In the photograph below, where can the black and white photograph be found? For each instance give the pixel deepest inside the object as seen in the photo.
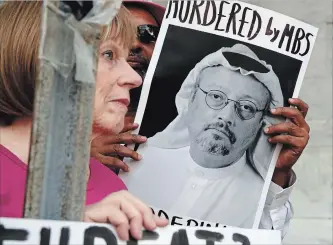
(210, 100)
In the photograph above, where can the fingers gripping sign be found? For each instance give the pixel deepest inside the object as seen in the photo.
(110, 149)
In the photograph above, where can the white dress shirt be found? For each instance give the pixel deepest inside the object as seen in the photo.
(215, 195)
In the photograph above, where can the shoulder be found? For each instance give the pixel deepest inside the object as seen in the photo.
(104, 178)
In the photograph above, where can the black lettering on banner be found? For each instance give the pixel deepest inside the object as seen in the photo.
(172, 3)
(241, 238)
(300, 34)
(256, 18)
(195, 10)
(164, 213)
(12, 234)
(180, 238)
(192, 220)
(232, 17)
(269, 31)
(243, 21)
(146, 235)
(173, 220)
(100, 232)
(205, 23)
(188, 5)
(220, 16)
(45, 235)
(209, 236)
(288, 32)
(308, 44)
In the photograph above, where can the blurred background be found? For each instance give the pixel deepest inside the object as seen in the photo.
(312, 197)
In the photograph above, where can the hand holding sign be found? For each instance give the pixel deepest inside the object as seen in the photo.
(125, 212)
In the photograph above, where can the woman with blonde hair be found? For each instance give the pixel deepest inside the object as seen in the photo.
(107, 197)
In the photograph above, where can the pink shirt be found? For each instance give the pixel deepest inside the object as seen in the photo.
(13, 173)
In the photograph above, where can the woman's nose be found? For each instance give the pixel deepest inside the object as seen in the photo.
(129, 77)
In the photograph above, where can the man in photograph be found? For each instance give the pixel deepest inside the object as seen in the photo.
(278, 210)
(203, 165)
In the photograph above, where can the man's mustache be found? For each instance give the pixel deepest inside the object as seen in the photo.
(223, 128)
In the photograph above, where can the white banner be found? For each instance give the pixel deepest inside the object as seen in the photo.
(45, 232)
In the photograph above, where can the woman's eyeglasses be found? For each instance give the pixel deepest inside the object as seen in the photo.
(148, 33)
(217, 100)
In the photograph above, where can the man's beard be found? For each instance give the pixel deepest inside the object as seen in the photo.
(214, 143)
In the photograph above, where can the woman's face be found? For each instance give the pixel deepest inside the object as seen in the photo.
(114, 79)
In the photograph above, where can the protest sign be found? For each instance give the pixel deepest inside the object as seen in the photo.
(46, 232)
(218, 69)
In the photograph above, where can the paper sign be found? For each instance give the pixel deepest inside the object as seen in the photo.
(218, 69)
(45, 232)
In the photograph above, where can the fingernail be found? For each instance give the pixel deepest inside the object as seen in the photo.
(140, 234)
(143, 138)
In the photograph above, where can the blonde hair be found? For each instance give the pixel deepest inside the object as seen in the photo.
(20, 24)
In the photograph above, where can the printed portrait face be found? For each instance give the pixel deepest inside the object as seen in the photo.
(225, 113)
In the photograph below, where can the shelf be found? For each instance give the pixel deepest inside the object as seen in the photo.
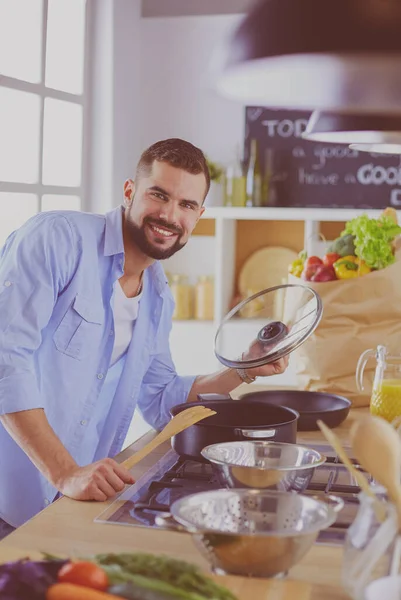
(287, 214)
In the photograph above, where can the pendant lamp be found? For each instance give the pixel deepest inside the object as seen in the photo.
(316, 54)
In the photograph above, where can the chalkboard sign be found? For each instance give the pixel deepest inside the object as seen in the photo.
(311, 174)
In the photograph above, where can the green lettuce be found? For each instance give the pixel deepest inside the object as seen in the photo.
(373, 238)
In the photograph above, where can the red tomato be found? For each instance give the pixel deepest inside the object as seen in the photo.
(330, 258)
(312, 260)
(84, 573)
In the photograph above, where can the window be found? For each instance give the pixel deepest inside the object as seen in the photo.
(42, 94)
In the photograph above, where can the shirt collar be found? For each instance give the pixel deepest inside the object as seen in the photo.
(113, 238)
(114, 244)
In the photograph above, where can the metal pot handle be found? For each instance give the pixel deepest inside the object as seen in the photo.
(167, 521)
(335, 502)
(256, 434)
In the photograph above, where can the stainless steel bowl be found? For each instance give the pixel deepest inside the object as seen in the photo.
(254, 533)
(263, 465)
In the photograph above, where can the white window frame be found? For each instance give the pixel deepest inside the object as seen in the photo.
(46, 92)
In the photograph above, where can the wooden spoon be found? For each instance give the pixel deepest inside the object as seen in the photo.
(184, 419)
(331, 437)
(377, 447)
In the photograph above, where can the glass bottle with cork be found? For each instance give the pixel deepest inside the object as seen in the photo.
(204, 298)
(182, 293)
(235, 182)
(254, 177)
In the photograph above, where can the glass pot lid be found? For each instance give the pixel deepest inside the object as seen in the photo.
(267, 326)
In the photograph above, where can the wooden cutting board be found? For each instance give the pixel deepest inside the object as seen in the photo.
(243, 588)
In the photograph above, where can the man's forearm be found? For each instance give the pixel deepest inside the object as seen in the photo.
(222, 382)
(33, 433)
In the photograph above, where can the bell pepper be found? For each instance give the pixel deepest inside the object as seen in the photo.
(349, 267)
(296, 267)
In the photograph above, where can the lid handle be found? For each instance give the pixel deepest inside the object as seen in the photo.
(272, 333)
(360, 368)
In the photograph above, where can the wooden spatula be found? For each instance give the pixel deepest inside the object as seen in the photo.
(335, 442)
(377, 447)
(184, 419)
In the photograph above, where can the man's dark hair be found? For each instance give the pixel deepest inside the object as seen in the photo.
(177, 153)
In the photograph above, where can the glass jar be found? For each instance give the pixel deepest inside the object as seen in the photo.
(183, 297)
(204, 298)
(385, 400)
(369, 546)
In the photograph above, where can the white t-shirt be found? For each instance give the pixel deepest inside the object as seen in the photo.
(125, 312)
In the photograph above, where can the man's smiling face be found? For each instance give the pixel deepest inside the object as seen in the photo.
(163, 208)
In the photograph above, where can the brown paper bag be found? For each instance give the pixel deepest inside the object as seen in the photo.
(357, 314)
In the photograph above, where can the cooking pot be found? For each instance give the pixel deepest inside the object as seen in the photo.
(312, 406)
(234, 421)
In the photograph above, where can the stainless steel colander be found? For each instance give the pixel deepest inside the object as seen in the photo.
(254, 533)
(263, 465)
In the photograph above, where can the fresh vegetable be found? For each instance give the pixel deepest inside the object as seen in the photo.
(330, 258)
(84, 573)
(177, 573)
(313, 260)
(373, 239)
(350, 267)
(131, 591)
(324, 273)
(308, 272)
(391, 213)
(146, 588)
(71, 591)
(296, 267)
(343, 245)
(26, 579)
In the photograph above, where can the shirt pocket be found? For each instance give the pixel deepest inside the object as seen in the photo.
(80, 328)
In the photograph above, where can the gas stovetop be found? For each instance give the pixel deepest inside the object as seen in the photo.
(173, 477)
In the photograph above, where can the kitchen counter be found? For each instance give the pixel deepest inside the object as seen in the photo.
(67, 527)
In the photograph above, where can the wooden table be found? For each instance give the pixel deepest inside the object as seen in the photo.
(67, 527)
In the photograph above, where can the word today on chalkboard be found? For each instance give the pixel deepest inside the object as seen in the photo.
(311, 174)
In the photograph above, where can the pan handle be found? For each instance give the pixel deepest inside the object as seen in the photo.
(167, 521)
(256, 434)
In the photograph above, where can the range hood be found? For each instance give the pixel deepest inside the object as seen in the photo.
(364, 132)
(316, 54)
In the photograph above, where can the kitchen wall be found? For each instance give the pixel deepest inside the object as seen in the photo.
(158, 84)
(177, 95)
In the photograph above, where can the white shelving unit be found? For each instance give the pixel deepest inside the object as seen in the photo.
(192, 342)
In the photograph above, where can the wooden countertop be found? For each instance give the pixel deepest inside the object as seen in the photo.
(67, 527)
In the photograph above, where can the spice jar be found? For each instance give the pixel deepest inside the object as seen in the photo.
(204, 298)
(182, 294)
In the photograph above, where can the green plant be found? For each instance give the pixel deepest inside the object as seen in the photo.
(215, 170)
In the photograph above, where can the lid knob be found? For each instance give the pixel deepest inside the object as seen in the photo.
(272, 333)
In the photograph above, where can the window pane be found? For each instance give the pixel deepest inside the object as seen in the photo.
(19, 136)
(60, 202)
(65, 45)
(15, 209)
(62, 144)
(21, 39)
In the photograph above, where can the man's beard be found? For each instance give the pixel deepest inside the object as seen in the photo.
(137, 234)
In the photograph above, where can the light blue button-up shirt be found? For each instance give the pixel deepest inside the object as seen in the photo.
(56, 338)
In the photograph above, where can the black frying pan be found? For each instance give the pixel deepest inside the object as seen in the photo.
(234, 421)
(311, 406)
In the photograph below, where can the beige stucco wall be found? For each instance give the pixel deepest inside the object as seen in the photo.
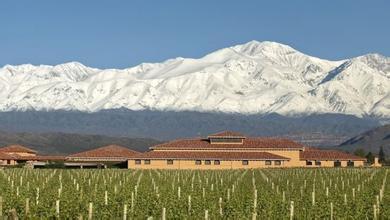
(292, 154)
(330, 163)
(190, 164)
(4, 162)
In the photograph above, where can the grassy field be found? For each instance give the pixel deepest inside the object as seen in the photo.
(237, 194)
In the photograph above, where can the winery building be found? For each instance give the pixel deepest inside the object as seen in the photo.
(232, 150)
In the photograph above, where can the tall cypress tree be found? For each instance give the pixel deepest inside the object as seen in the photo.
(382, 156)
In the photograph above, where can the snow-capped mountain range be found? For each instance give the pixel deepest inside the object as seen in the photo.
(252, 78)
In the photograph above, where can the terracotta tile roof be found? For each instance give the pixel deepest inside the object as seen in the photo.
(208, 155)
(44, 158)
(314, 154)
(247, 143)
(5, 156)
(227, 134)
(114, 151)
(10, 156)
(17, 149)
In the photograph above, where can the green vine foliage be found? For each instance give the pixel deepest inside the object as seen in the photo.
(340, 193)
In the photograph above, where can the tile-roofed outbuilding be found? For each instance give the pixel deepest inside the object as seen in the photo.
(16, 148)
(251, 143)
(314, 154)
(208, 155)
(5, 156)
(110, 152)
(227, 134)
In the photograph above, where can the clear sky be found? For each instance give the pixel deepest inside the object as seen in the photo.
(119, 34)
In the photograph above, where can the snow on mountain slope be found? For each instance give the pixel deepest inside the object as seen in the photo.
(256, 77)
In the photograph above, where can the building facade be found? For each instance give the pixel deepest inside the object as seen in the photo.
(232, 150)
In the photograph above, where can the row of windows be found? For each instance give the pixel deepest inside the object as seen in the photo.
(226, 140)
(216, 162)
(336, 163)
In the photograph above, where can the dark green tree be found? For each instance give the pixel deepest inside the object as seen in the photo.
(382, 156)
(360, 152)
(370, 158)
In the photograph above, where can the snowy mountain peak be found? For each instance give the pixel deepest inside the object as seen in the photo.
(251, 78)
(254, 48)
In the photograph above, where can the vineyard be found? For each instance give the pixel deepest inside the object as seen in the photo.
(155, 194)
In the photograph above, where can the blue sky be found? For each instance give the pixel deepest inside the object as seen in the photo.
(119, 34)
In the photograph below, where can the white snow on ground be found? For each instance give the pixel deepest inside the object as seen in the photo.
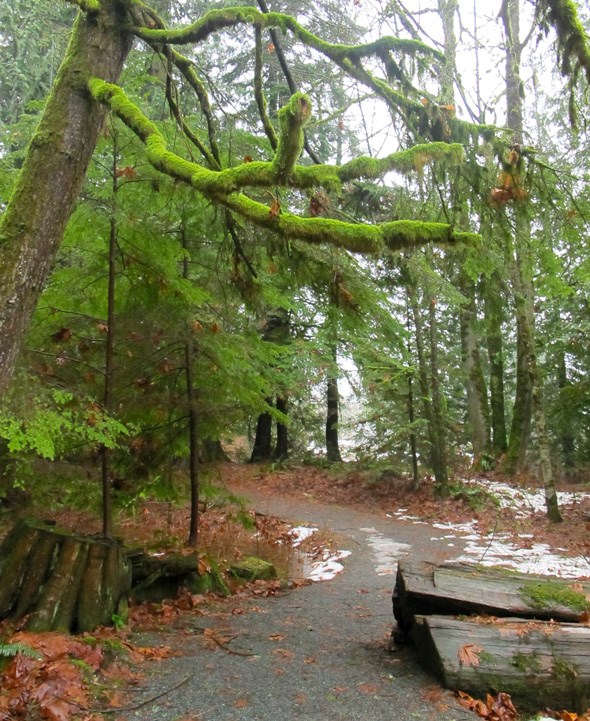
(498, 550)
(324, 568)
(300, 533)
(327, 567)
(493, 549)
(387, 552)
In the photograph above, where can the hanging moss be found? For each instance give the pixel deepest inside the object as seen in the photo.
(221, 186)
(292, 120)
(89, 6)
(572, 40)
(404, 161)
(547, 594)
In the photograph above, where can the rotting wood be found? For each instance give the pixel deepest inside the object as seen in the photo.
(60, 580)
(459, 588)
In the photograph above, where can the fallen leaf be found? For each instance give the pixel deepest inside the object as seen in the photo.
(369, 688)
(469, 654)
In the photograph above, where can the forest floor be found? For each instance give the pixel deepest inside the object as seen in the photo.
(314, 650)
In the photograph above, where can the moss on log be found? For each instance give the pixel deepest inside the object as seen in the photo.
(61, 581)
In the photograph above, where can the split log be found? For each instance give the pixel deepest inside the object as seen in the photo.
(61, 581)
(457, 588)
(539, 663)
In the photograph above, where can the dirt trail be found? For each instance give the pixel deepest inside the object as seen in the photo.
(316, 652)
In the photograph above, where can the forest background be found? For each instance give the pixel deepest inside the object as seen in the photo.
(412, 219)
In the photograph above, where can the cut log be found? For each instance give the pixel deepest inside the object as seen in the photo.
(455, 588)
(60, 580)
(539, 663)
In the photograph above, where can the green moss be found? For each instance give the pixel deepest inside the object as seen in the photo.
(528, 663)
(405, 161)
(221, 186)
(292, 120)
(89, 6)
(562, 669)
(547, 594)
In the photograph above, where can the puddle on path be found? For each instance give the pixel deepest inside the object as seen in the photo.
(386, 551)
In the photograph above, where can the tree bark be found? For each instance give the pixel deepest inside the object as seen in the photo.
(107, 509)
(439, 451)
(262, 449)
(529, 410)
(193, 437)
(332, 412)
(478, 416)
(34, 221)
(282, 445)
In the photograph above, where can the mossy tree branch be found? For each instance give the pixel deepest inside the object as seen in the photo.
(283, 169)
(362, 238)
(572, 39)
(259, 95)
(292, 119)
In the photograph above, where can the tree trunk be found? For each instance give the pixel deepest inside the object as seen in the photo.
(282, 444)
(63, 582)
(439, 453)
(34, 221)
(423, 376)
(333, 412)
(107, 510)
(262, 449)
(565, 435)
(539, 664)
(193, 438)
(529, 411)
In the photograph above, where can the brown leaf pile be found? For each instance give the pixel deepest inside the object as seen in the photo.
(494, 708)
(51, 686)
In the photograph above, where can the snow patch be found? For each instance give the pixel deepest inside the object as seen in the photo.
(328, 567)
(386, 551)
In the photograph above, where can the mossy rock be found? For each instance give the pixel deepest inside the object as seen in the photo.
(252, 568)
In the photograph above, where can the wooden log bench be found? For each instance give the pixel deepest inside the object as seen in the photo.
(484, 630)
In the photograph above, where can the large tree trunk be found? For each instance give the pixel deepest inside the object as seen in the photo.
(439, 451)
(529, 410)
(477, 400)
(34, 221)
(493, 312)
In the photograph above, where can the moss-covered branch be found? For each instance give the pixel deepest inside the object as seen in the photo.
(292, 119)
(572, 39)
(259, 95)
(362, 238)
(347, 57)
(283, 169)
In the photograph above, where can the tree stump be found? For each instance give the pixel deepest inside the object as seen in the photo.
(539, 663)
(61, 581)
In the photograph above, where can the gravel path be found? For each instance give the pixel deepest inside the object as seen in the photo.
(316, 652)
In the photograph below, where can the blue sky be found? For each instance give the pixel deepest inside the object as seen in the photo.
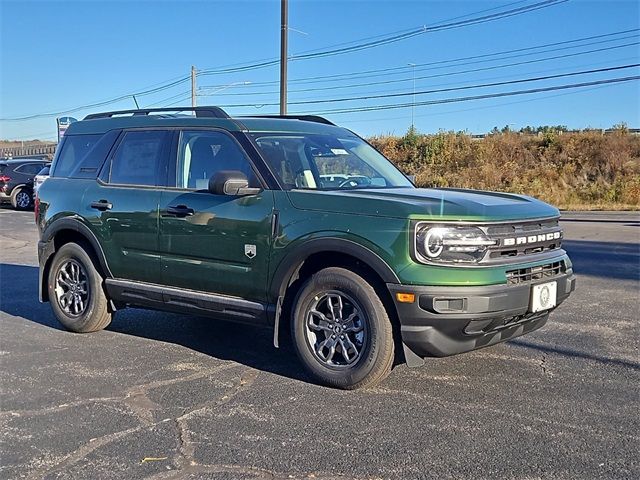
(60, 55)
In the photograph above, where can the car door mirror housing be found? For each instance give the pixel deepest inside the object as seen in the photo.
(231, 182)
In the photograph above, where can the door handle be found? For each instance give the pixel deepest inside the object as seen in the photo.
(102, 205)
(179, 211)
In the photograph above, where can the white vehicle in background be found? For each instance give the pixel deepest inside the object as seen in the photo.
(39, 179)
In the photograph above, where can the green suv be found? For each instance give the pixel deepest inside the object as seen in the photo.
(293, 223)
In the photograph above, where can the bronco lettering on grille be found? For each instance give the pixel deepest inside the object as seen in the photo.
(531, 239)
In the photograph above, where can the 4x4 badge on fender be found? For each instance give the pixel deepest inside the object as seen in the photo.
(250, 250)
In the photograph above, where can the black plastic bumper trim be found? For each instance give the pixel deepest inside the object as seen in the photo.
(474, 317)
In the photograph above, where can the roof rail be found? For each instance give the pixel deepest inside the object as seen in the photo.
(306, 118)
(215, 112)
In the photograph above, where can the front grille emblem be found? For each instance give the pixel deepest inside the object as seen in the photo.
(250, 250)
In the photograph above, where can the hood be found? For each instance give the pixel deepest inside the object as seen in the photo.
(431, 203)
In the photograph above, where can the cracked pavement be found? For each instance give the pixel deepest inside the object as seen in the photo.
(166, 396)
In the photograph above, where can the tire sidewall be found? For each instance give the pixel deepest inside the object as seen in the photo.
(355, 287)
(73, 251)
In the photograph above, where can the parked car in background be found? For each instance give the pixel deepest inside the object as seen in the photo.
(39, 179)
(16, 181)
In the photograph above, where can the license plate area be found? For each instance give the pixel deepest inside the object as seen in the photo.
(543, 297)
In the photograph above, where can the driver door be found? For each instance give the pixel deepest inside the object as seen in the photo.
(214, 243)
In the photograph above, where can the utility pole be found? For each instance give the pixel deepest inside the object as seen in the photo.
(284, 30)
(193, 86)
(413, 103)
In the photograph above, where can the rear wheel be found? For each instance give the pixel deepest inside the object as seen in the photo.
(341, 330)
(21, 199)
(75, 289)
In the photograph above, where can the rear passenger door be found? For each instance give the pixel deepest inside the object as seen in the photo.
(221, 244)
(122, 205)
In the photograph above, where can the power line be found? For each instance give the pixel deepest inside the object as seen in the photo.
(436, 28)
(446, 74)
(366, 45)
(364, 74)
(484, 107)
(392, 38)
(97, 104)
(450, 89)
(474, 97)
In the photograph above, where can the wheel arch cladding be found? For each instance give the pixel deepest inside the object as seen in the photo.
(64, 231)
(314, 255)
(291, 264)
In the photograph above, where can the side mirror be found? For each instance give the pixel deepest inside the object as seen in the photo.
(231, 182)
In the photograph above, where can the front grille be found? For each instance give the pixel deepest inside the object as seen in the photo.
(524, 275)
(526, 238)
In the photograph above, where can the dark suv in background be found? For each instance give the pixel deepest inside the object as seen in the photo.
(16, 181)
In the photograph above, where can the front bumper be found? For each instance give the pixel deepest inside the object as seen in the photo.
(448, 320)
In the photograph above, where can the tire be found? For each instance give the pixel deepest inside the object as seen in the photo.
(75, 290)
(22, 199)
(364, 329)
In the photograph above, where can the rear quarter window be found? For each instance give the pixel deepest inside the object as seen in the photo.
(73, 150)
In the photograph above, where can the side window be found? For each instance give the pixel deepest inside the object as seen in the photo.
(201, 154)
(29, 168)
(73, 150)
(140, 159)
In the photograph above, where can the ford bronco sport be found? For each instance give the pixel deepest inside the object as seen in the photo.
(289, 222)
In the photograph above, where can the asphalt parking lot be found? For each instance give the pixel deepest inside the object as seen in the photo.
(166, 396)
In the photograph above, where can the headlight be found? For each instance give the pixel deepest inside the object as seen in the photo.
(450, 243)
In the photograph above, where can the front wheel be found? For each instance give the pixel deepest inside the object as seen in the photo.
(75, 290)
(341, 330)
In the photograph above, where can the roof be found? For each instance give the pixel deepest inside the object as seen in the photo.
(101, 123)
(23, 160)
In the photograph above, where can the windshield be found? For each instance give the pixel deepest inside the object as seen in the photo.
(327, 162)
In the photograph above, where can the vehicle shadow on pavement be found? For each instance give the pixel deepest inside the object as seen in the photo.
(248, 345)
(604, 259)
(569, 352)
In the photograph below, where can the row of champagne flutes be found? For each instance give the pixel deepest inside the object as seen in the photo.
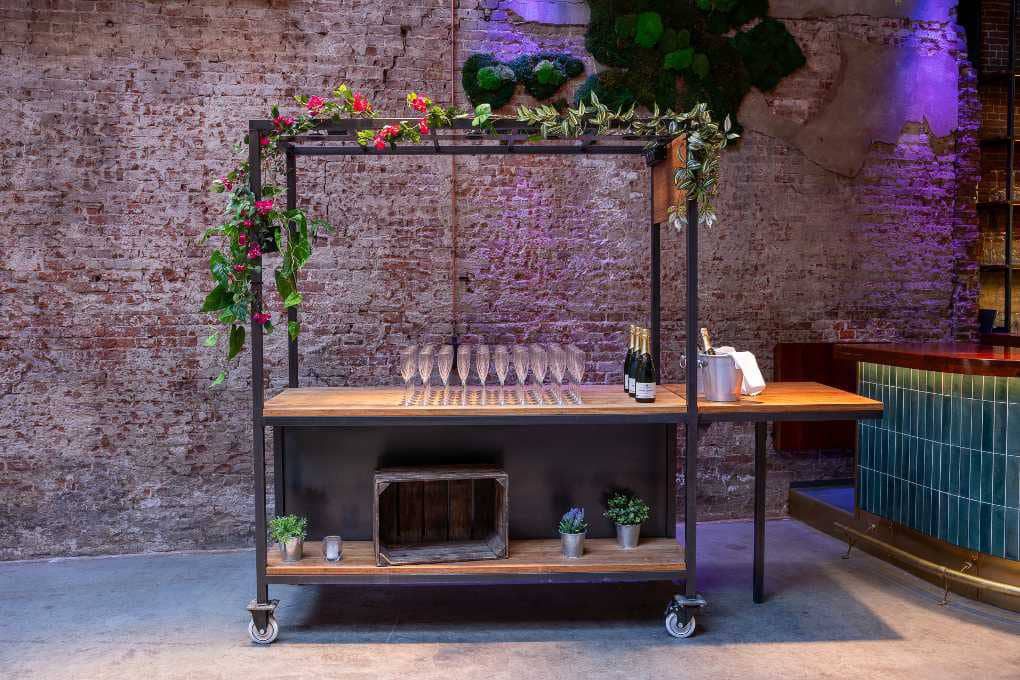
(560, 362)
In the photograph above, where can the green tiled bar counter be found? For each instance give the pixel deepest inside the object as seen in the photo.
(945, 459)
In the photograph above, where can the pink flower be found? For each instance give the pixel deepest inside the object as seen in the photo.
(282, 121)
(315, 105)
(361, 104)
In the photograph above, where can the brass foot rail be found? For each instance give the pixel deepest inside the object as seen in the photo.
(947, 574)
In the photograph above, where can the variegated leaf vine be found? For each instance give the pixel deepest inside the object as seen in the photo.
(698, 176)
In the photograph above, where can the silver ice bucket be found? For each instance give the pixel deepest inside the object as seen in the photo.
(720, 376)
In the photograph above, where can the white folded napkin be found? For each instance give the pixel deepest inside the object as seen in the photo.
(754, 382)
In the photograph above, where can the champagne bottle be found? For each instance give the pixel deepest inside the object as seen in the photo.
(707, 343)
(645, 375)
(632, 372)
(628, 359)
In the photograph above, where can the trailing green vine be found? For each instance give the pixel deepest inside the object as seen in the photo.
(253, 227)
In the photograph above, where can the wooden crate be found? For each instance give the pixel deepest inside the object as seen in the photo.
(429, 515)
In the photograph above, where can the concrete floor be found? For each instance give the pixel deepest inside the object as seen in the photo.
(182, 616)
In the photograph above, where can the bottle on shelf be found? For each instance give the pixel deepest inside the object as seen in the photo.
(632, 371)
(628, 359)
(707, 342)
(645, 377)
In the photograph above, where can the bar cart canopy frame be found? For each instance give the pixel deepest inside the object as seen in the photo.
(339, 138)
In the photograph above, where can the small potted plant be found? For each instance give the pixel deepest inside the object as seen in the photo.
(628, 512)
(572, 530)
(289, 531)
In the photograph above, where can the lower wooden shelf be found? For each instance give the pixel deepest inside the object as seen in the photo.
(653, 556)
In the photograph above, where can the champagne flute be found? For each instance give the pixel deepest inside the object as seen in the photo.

****

### Directions
Find the line that contains "In the photograph above, where can the bottle". Repeat it and every line after it, exactly as written, up to and including the last line of the records above.

### Solution for this problem
In the photograph above, where can the bottle on shelf be found? For each instance give the pixel deepest inside the object as seen in the photo.
(632, 371)
(628, 359)
(707, 342)
(645, 377)
In the photograph above, where can the bar cart canopy frame be found? For each instance give the pixel deepest inside the object as seen in the photo.
(339, 138)
In the photograph above, where can the small potted plant be found? For each instance give the pixel deepest inside the object as seen in the photo.
(628, 512)
(572, 530)
(289, 531)
In the photograph above, where can the lower wooden shelf be found? For each instance give the pixel deepest inside the object as seen in the photo.
(653, 556)
In the photograph above, where can the champagne flute be found? For each instance give the pixel deepest inside the object as seen in the photo.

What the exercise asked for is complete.